Data:
##########
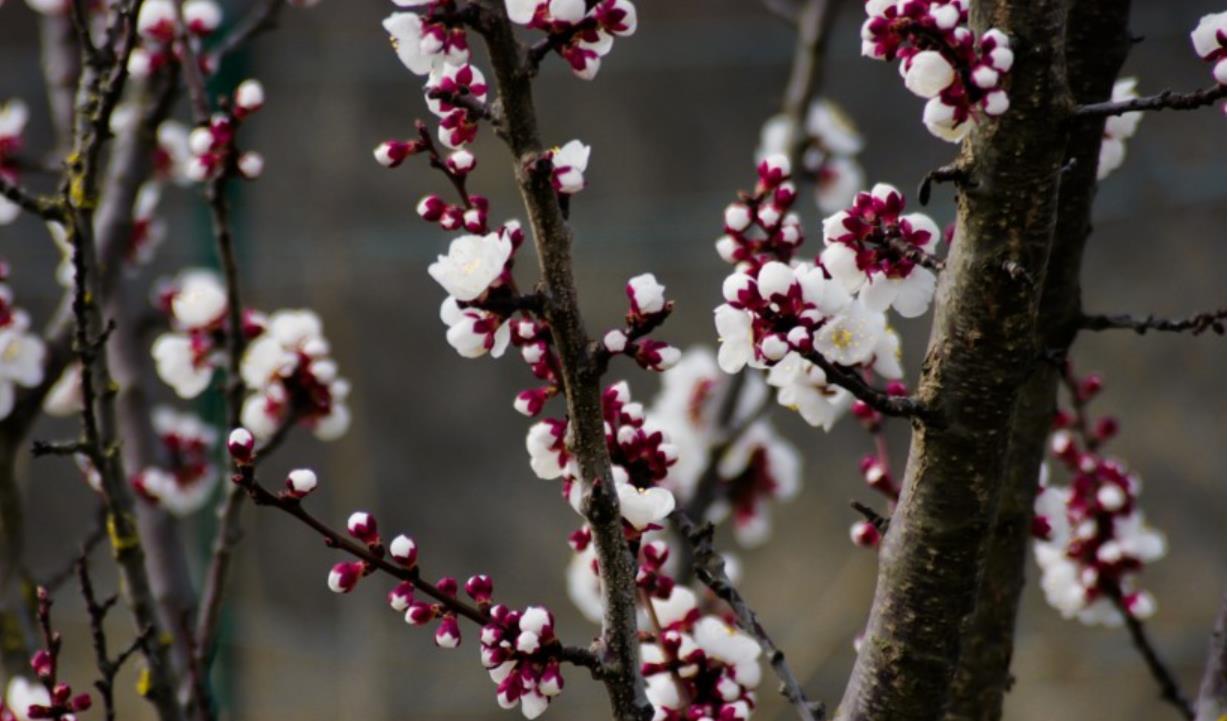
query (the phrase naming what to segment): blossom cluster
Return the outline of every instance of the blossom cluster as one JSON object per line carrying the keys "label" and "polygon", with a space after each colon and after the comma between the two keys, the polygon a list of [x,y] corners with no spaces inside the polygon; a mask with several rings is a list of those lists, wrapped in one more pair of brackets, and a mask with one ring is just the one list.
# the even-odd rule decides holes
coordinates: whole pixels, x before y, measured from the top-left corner
{"label": "blossom cluster", "polygon": [[886,379],[902,375],[900,338],[885,311],[926,311],[935,278],[921,263],[929,262],[939,230],[925,215],[902,215],[904,197],[881,183],[824,221],[820,256],[798,260],[803,236],[791,210],[789,161],[771,156],[758,173],[755,193],[726,208],[725,235],[717,241],[718,253],[735,266],[722,284],[726,302],[715,311],[717,361],[727,373],[769,369],[778,402],[828,429],[852,399],[828,383],[816,355]]}
{"label": "blossom cluster", "polygon": [[[631,537],[661,528],[674,510],[674,494],[661,487],[678,448],[664,429],[647,417],[644,406],[632,401],[627,383],[620,381],[602,394],[606,447],[624,527]],[[563,479],[563,496],[581,512],[580,468],[570,450],[569,422],[547,418],[529,429],[525,447],[535,475],[544,480]]]}
{"label": "blossom cluster", "polygon": [[[807,109],[801,128],[788,115],[774,115],[764,123],[755,159],[770,155],[793,157],[801,152],[802,170],[815,184],[815,203],[821,213],[848,207],[862,189],[865,174],[857,155],[862,136],[835,102],[817,98]],[[801,176],[800,174],[800,177]]]}
{"label": "blossom cluster", "polygon": [[1191,43],[1195,53],[1212,65],[1212,77],[1225,84],[1225,35],[1229,32],[1229,13],[1219,12],[1204,15],[1199,25],[1191,31]]}
{"label": "blossom cluster", "polygon": [[927,99],[922,122],[932,135],[959,142],[977,115],[1007,112],[1011,43],[995,28],[973,34],[969,0],[868,0],[866,15],[862,54],[900,61],[905,87]]}
{"label": "blossom cluster", "polygon": [[[24,101],[14,98],[0,105],[0,178],[16,183],[19,176],[17,153],[21,150],[30,109]],[[0,195],[0,225],[17,219],[21,208]]]}
{"label": "blossom cluster", "polygon": [[[250,462],[252,444],[252,436],[246,429],[232,431],[228,441],[232,458],[240,464]],[[286,478],[282,496],[298,501],[316,487],[314,472],[294,470]],[[496,684],[495,697],[500,706],[511,709],[519,705],[525,718],[533,719],[563,691],[559,667],[561,645],[555,637],[555,620],[549,610],[528,606],[517,611],[493,603],[494,583],[485,574],[471,576],[465,582],[465,593],[473,605],[459,599],[460,588],[455,578],[445,576],[434,584],[425,584],[419,580],[418,544],[400,534],[385,546],[375,516],[366,511],[352,513],[346,521],[346,531],[366,546],[370,557],[335,564],[328,574],[329,590],[334,593],[353,591],[360,580],[379,568],[371,559],[382,560],[387,555],[399,570],[394,575],[401,579],[388,592],[389,606],[402,614],[411,626],[434,623],[436,646],[457,648],[461,645],[460,615],[481,624],[482,665]]]}
{"label": "blossom cluster", "polygon": [[1144,522],[1141,482],[1122,461],[1102,454],[1118,432],[1112,417],[1095,422],[1083,407],[1101,389],[1096,375],[1075,384],[1076,411],[1055,418],[1050,451],[1066,468],[1066,487],[1049,483],[1043,466],[1036,500],[1034,553],[1046,600],[1064,618],[1090,625],[1123,622],[1115,597],[1135,618],[1156,611],[1152,594],[1136,587],[1144,565],[1165,555],[1165,537]]}
{"label": "blossom cluster", "polygon": [[[222,6],[215,0],[185,0],[178,8],[175,0],[146,0],[137,14],[140,43],[128,57],[128,72],[135,78],[146,78],[168,64],[179,62],[181,50],[176,43],[181,35],[200,42],[212,36],[221,25]],[[202,53],[197,61],[205,75],[217,70],[216,57]]]}
{"label": "blossom cluster", "polygon": [[265,90],[259,80],[249,78],[239,83],[231,107],[214,113],[207,124],[193,128],[188,134],[192,158],[186,168],[187,176],[194,181],[204,181],[233,169],[249,180],[260,177],[265,168],[264,157],[254,150],[240,153],[235,148],[235,134],[243,121],[264,104]]}
{"label": "blossom cluster", "polygon": [[[1120,78],[1114,83],[1110,100],[1118,103],[1138,98],[1139,93],[1135,90],[1135,84],[1135,78]],[[1105,119],[1105,130],[1102,131],[1101,136],[1101,153],[1097,157],[1097,180],[1104,180],[1122,165],[1127,155],[1127,138],[1135,135],[1135,129],[1139,127],[1139,121],[1143,118],[1143,113],[1134,112],[1111,115]]]}
{"label": "blossom cluster", "polygon": [[[729,399],[732,392],[738,397]],[[729,518],[734,539],[748,547],[768,539],[771,504],[791,500],[801,487],[798,450],[770,422],[755,420],[767,398],[768,386],[761,377],[748,375],[735,388],[713,352],[696,347],[662,374],[661,392],[648,412],[678,447],[678,462],[662,485],[687,503],[701,483],[714,484],[707,520]],[[722,419],[726,403],[732,403],[730,417]],[[709,468],[715,453],[716,465]],[[711,478],[705,478],[706,473]]]}
{"label": "blossom cluster", "polygon": [[[189,269],[162,288],[158,302],[171,322],[151,351],[158,376],[181,398],[195,398],[226,360],[226,289],[211,271]],[[241,317],[248,341],[240,364],[249,391],[244,426],[261,439],[291,421],[321,440],[344,434],[350,384],[338,375],[320,318],[309,310],[265,316],[246,309]]]}
{"label": "blossom cluster", "polygon": [[550,47],[583,80],[592,80],[616,37],[636,32],[631,0],[504,0],[508,19],[548,34]]}
{"label": "blossom cluster", "polygon": [[47,347],[30,332],[30,316],[13,305],[13,290],[4,281],[8,266],[0,262],[0,418],[7,418],[17,402],[17,388],[43,382]]}
{"label": "blossom cluster", "polygon": [[168,406],[154,409],[153,424],[166,464],[142,469],[133,486],[142,498],[177,516],[195,513],[217,485],[218,469],[212,462],[217,429],[194,413]]}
##########
Skip the pictures and quote each line of the entries above, from the first through the line with "# the even-odd rule decides holes", exactly as it appears.

Written solution:
query (the phrase naming what to segment): blossom cluster
Return the outline of every instance of the blossom cluster as one JSON object per line carrying the keys "label" and "polygon", with a space after each colon and after the comma between the two keys, the polygon a list of [x,y] corners with no spaces inside the polygon; a mask with several rings is a list of those lists, wrapped in one more pair of brackets, and a mask with one ring is just the one list.
# the even-odd rule decides holes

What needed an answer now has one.